§ **Tareas propuestas**
a – Indica si cada afirmación coincide con el texto sobre la inteligencia artificial generativa. Responde sí o no y cita las palabras del texto que lo deciden.
(i) Para usar la IAGen hacen falta conocimientos técnicos.
(ii) En las industrias culturales el debate sobre la IAGen es especialmente intenso.
(iii) Las reacciones ante la incertidumbre van desde el entusiasmo hasta el feroz rechazo.
b – Contesta estas preguntas con datos del texto sobre la inteligencia artificial generativa:
(i) ¿Qué puede producir la IAGen?
(ii) ¿Qué nombre recibe la instrucción a partir de la cual produce?
(iii) ¿Qué han adquirido las máquinas en su generación?
c – Escribe la continuación del texto sobre la inteligencia artificial generativa a partir de su última frase.

§ **Bloque de texto**
═══
18 de noviembre de 2025
por
Clara Ruipérez de Azcárate
Fran Perea
Ilustradora
Isabel Albertos

Han pasado ya varios años desde que la inteligencia artificial generativa (IAGen) irrumpiera de forma generalizada en la sociedad y seguimos viendo cómo invade cada vez más espacios y conversaciones. La idea de un futuro distópico con personas vestidas con batas trabajando para las máquinas sobrevuela en el imaginario colectivo y la incertidumbre abre paso a todo tipo de reacciones, que van desde el entusiasmo hasta el feroz rechazo.
En el ámbito de las industrias culturales, el debate es especialmente intenso por su impacto económico, regulatorio y filosófico, ya que ataca de raíz sus pilares existenciales.
La IAGen, sistema específico de inteligencia artificial que, gracias a unos entrenamientos previos con multitud de creaciones y obras preexistentes, es capaz de producir texto, imágenes, audio u otros medios a partir de una instrucción (prompt), ha colisionado frontalmente con las industrias artísticas. Su capacidad de interactuar con lenguaje natural, sumada a que cualquier persona puede tener acceso a ella, a bajo coste y sin necesidad de conocimientos técnicos, ha provocado la democratización de su uso y una expansión sin precedentes.
Pinturas, textos, música, vídeos e imágenes invaden ahora el mundo digital, bajo sospecha de no tener detrás a un artista liderando la creación. Las máquinas han adquirido un margen de libertad en su generación nunca visto hasta ahora.
═══
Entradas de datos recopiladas
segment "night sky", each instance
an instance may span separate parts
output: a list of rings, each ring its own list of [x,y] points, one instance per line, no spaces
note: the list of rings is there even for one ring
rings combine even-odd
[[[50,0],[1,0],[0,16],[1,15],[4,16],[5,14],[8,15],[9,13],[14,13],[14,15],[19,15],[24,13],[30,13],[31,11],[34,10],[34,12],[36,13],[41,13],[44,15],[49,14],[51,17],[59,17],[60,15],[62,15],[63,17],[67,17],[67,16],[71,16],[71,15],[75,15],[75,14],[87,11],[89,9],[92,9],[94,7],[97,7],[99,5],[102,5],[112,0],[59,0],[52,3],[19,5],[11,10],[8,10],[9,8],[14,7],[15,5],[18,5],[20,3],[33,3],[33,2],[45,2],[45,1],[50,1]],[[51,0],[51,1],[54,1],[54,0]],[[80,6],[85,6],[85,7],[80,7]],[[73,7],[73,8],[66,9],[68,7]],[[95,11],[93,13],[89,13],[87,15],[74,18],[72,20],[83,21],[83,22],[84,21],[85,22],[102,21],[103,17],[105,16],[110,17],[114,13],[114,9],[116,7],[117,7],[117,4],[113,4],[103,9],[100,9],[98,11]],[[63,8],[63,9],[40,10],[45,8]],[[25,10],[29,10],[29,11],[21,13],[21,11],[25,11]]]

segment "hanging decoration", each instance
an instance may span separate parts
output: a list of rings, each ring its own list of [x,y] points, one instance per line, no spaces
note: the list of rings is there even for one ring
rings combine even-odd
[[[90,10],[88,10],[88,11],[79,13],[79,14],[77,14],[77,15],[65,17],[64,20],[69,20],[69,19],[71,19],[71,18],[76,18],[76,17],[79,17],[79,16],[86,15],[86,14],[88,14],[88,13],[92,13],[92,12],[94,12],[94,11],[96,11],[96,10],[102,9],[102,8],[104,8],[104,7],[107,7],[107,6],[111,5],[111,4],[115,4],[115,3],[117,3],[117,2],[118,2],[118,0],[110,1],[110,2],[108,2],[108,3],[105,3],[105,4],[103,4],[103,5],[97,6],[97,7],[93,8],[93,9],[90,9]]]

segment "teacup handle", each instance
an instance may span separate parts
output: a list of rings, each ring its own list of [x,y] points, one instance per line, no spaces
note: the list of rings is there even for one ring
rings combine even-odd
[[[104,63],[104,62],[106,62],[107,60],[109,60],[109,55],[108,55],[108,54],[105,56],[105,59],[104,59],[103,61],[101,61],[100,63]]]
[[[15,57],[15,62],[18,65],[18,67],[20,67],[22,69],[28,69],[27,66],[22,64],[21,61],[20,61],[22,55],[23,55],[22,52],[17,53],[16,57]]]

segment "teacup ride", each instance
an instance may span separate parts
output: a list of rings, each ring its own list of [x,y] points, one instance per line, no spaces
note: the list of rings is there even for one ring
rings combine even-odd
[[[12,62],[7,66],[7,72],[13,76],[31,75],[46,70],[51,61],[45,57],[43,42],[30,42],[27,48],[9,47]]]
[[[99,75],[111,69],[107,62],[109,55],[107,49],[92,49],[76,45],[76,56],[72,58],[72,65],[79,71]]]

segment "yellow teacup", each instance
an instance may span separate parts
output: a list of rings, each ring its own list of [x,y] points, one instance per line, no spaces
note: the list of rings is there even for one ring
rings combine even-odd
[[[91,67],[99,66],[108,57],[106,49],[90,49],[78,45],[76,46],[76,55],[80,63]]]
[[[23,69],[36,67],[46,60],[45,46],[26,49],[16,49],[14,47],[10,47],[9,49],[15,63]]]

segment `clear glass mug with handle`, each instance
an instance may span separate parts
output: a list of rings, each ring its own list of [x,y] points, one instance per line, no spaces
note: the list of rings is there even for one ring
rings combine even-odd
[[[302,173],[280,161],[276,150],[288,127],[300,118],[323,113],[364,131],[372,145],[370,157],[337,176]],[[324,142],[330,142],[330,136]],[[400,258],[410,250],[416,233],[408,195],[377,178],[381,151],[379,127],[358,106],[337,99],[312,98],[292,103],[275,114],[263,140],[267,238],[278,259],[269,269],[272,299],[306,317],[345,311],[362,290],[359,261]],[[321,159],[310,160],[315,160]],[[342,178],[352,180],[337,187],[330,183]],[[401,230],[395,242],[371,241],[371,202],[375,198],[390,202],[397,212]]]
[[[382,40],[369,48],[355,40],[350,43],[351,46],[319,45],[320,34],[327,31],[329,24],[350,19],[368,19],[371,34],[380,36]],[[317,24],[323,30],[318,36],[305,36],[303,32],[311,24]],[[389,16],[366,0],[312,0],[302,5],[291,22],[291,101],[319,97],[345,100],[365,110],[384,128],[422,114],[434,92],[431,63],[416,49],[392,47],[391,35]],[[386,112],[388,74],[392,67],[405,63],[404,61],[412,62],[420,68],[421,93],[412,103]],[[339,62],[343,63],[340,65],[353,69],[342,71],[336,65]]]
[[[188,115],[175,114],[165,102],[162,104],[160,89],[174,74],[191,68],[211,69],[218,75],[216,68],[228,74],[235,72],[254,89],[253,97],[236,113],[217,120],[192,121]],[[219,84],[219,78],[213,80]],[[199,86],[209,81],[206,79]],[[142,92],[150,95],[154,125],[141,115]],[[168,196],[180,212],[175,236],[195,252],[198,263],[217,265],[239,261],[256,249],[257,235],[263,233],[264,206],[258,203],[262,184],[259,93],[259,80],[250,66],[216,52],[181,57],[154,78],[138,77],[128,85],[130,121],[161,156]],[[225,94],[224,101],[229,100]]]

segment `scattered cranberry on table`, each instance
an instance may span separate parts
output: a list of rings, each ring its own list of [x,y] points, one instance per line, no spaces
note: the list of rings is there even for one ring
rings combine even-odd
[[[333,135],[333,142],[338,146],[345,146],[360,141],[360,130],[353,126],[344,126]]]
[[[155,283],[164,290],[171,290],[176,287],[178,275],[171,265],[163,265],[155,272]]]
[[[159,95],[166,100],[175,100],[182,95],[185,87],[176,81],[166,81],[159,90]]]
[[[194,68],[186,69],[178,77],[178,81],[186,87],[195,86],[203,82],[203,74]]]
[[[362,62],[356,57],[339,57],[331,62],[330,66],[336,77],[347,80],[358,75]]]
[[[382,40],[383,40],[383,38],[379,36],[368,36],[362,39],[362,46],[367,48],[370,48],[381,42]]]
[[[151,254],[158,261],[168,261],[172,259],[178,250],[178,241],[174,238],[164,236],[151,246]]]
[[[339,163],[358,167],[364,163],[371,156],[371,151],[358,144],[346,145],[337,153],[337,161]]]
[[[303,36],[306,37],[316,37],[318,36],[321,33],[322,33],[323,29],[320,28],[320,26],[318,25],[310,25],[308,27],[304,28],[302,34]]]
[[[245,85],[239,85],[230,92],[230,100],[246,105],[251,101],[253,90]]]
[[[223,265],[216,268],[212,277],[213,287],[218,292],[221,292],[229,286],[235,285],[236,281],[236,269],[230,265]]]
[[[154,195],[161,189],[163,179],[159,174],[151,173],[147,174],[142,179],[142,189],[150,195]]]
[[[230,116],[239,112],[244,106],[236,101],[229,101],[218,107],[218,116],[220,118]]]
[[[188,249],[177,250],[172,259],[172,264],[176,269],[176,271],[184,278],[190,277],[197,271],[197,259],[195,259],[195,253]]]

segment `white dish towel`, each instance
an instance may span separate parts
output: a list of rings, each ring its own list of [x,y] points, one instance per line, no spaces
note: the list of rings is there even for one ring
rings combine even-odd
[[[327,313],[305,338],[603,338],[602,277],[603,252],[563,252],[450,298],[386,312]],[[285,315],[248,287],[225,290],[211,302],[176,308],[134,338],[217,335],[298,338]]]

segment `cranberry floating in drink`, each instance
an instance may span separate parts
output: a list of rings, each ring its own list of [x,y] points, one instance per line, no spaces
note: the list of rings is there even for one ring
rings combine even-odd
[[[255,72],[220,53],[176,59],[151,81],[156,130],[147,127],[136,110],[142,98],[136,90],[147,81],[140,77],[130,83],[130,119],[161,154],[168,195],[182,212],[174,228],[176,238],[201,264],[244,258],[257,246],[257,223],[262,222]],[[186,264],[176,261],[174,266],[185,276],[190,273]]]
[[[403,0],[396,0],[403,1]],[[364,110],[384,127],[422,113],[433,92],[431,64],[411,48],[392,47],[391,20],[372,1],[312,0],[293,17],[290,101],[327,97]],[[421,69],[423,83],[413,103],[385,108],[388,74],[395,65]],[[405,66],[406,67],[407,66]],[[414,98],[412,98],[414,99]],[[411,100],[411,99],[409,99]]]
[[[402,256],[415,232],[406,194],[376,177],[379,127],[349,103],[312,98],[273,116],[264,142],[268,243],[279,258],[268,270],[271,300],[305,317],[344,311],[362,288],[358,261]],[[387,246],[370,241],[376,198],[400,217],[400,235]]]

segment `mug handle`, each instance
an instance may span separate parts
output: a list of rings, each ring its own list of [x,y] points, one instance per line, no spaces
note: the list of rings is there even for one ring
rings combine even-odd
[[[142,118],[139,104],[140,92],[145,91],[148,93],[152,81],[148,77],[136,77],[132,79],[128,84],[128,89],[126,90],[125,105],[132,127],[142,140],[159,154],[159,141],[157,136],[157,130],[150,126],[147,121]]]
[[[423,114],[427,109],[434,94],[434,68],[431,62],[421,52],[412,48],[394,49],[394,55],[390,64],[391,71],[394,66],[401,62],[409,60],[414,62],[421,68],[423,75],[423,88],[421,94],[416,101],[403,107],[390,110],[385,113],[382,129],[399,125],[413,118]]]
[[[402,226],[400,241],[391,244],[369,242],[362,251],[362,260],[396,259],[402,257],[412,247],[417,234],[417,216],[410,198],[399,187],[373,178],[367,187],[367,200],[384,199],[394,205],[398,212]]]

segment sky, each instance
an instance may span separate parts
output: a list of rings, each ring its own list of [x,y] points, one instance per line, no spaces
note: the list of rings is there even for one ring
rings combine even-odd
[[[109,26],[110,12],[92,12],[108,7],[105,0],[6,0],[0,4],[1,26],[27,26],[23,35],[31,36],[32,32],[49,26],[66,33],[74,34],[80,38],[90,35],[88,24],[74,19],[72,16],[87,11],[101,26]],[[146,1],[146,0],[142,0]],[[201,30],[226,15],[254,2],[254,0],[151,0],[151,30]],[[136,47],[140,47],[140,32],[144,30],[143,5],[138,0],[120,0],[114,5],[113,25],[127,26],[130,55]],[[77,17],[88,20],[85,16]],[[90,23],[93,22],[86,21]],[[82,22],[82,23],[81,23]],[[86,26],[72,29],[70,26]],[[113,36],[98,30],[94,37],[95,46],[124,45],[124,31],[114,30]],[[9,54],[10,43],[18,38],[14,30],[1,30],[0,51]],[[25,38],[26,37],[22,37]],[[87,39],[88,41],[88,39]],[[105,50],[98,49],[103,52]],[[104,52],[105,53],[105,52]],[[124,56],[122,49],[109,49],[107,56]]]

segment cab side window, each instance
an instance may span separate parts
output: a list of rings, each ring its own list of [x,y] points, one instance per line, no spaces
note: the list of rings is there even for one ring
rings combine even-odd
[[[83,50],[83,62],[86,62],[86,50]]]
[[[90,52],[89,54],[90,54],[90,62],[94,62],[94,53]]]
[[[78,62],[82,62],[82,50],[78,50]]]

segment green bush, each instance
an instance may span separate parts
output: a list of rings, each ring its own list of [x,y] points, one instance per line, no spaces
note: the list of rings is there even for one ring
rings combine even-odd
═══
§ **Soluciones**
a –
(i) No: «sin necesidad de conocimientos técnicos».
(ii) Sí: «En el ámbito de las industrias culturales, el debate es especialmente intenso».
(iii) Sí: «que van desde el entusiasmo hasta el feroz rechazo».

b –
(i) Texto, imágenes, audio u otros medios.
(ii) Prompt.
(iii) Un margen de libertad nunca visto hasta ahora.

c –
Esto ha dado lugar a miles de teorías sobre el horizonte hacia el que nos dirigimos. En muchas de ellas aterriza el miedo a que las máquinas sean capaces de crear solas, sin intervención humana relevante, alimentando así la posibilidad de que la creatividad, antes considerada esencia humana, navegue ahora en arenas movedizas.
Decía Henri Matisse que “crear es expresar lo que se tiene dentro de sí”. En efecto, hasta ahora hemos entendido el arte como un mecanismo de expresión del artista, una suerte de rastro de su personalidad y de su propia experiencia. Pero ¿qué ocurre con aquello que crea la máquina de forma casi autónoma?
Como decíamos, la IAGen es capaz de generar activos (no seremos nosotros quienes los califiquemos como “obras”) bajo el paraguas de unas instrucciones no siempre complejas y con una sorprendente capacidad de autonomía en la toma de decisiones. El problema surge al ver cómo estos activos están conviviendo orgánicamente con creaciones que sí son fruto de la habilidad y expresión de un ser humano.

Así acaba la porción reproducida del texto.